* _EJERCICIO PROPUESTO_
En el fragmento sobre la formación de actores y cantantes, ¿cuál se dice que es el mejor expediente?

··· FRAGMENTO EXTRAÍDO

Quizás soy un antiguo, pero me preocupa el cambio de aulas que está experimentado en los últimos tiempos el recorrido que capacita para ser actor o cantante, para ser artista, en definitiva.
El deslumbrante universo mediático está sustituyendo al mundo académico tradicional, y las nuevas generaciones, capaces de valorar como nadie el poder de un curriculum audiovisual, porque se han criado a los pechos de la nueva civilización, estiman que un minuto de televisión vale mil veces más, es más rentable, que matricularse en la escuela de arte dramático o en un curso de conservatorio. El mejor expediente es ser conocido, en otras palabras, la fama. La experiencia y sabiduría que encierra el aula se suple con la del simpático colega de pantalla que, muy a menudo, se ha educado, o ha salido adelante, en aquella misma cátedra Y, desde el comienzo, la competitividad más leonina, bajo capa de camaradería y buen rollo, suple al esfuerzo y a la evaluación constantes.
Todos los caminos llevan al escenario, y hemos tenido excelentes artistas procedentes del amateurismo. Pero no se puede banalizar el proceso educativo. La mayoría de ellos arribaron paso a paso, aprendiendo cada día y durante mucho tiempo, al prestigio del que gozaron. La fama vino luego, como consecuencia. Y no al revés. El problema es fundamentalmente ese.

······
··· DATOS PROPORCIONADOS

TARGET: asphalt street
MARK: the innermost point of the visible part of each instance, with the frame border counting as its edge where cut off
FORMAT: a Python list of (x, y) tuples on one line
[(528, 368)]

······

* _RESPUESTA CORRESPONDIENTE_
Ser conocido, es decir, la fama.